• Fragmento para leer
El País se propuso hace cinco meses comprobar si España era una excepción, o si lo excepcional era que en este país aún no hubieran salido a la luz más casos de pederastia en la Iglesia. La respuesta empieza a estar clara: los abusos en España sí han existido. Queda ahora por saber cuál es la dimensión del problema. Este periódico ha investigado y desvelado ya 19 casos, con al menos 87 víctimas. Es más de la mitad de lo que estaba registrado oficialmente en los últimos treinta años: 36 casos, a través de 34 sentencias civiles y seis eclesiásticas. Además, por primera vez hemos contabilizado los casos de los que se tiene constancia, sumando los judicializados y los que han aparecido en distintos medios de comunicación. Suman un total de 82 casos conocidos en 33 años; 28 de ellos en los últimos 14 meses. Un acelerón vertiginoso tras décadas de silencio. Un secreto que empieza a caer. Ha sido posible por la valentía de las víctimas, que se han decidido a hablar.

En una decisión sin precedentes, el Papa ha convocado a los obispos de todo el mundo este jueves en Roma para celebrar una cumbre monográfica sobre esta crisis que está lastrando el pontificado del papa Francisco. La Iglesia española llega a la cita con un escándalo que crece día a día. A lo largo de esta semana, con una serie especial, este periódico publicará nuevos casos.

“Yo estaba destinado al suicidio. Si cuando estaba en manos de este cura y era su presa, con 15, 16 años, hubiera hecho caso a esa voz que me decía que lo único era tirarme al tren, no estaría aquí”, cuenta Ángel Plaza, una víctima de Salamanca de un nuevo caso que EL PAÍS publica hoy. La idea del suicidio ha acompañado en estos años de secreto y silencio a alguna de estas personas, que han sobrevivido sin ayuda, como han podido o se les ha ocurrido. En algunos casos, se han ido al extranjero, y la distancia y el contacto con grupos de ayuda que sí existen en otros países les ha permitido salir adelante. Ahora, 30, 40 años después, muchas lo han contado por fin por primera vez. Muchas de ellas han acudido a EL PAÍS, que hace cinco meses preguntó a las 70 diócesis españolas por las denuncias que habían recibido y los casos que habían instruido en sus tribunales. Solo 18 contestaron con evasivas, negativas o silencios. El 14 de octubre de 2018 el periódico decidió abrir un correo electrónico para recibir las denuncias directamente de las víctimas. En dos días llegaron cien. Después, más de 200.

• Filas suministradas
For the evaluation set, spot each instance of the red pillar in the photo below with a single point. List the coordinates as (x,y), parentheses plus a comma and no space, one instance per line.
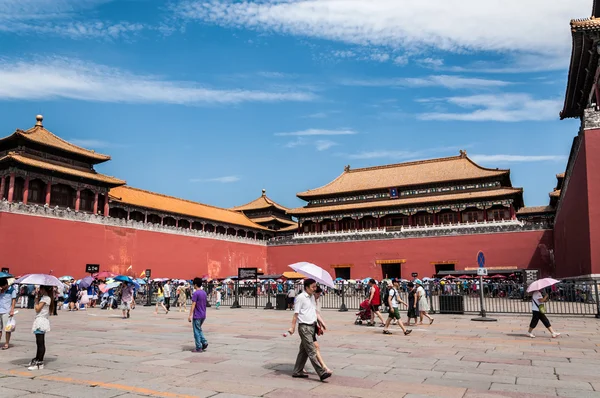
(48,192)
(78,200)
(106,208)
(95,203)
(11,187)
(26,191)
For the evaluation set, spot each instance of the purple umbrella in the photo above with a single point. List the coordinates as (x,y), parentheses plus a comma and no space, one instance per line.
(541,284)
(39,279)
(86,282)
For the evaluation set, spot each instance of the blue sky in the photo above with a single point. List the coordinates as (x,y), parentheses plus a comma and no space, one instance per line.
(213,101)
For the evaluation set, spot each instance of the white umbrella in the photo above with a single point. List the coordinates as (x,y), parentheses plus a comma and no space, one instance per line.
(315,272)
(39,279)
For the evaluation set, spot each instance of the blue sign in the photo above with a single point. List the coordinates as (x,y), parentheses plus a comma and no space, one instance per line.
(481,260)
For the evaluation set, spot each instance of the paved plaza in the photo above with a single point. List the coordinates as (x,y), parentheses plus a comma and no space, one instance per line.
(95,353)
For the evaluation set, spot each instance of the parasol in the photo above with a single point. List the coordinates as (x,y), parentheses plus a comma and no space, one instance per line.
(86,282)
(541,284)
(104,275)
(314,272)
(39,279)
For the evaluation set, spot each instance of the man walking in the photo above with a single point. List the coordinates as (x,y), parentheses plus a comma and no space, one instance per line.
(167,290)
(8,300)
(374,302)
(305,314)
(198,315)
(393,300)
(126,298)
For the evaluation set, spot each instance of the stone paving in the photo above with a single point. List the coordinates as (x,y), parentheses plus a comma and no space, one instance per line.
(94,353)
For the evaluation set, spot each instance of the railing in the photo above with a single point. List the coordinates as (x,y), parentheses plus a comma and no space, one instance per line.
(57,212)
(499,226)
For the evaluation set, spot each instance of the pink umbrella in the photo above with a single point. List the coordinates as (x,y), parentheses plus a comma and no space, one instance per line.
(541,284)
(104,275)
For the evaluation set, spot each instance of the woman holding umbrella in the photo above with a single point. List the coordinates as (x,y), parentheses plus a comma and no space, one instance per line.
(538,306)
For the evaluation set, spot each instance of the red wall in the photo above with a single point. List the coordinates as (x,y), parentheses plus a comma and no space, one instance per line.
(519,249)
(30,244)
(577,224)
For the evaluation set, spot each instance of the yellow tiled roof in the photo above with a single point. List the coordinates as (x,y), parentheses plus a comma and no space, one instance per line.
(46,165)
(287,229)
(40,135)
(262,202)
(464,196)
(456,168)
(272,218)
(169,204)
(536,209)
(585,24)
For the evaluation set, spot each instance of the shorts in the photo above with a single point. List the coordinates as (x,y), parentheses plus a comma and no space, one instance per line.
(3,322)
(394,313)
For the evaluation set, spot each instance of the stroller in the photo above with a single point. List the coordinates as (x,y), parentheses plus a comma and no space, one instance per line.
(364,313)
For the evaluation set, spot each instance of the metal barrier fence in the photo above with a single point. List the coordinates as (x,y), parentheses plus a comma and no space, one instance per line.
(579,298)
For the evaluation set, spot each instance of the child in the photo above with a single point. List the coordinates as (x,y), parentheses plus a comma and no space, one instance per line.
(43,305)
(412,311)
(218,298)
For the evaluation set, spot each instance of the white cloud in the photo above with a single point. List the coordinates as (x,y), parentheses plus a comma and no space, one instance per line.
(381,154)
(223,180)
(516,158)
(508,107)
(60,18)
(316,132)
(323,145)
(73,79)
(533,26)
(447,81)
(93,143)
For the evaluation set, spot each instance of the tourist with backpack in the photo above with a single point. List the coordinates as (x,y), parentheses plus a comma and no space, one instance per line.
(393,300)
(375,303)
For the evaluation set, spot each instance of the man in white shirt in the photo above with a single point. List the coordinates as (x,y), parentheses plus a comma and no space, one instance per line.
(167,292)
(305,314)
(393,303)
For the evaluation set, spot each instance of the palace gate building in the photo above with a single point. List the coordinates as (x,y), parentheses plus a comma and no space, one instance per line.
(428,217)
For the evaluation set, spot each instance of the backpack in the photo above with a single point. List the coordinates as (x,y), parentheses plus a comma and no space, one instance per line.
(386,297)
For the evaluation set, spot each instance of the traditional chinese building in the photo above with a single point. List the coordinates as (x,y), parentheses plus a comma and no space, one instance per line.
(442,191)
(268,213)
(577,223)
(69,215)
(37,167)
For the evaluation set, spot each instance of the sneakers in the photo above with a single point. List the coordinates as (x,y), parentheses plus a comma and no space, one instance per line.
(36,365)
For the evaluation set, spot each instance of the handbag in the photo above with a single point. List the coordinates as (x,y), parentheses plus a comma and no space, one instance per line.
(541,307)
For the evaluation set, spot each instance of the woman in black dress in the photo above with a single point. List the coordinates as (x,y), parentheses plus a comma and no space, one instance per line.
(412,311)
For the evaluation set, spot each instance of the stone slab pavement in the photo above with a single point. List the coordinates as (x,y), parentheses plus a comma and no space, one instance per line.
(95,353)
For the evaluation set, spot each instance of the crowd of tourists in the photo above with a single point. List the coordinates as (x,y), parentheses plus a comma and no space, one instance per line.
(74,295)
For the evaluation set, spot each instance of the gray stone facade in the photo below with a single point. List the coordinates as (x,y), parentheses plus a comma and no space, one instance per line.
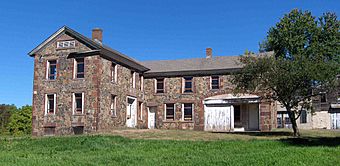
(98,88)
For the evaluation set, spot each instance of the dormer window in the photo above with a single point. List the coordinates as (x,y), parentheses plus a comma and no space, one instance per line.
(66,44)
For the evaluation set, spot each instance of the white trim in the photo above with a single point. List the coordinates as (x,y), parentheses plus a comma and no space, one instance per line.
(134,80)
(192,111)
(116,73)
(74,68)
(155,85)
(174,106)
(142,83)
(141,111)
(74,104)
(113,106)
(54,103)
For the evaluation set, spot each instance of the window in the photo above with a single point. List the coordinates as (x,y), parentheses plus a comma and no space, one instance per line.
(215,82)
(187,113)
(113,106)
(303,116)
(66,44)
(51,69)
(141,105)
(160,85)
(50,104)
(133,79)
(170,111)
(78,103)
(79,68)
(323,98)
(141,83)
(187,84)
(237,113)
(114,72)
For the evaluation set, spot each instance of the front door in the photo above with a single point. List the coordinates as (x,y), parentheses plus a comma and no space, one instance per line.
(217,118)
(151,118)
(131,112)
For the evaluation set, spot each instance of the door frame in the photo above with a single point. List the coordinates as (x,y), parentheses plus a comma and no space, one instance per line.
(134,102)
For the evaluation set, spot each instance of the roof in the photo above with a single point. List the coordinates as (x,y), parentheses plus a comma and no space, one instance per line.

• Instrucción escrita 1
Según el fragmento, ¿cuántas denuncias llegaron al correo electrónico abierto por el periódico durante los dos primeros días?
• Instrucción escrita 2
Traduzca al inglés la siguiente oración del fragmento: "La respuesta empieza a estar clara: los abusos en España sí han existido."
• Instrucción escrita 3
Transcriba del fragmento el pasaje que comienza en "En una decisión" y termina en "publicará nuevos casos.".

• Respuesta correcta 1
Llegaron cien denuncias.

• Respuesta correcta 2
The answer is starting to become clear: abuse in Spain did indeed happen.

• Respuesta correcta 3
En una decisión sin precedentes, el Papa ha convocado a los obispos de todo el mundo este jueves en Roma para celebrar una cumbre monográfica sobre esta crisis que está lastrando el pontificado del papa Francisco. La Iglesia española llega a la cita con un escándalo que crece día a día. A lo largo de esta semana, con una serie especial, este periódico publicará nuevos casos.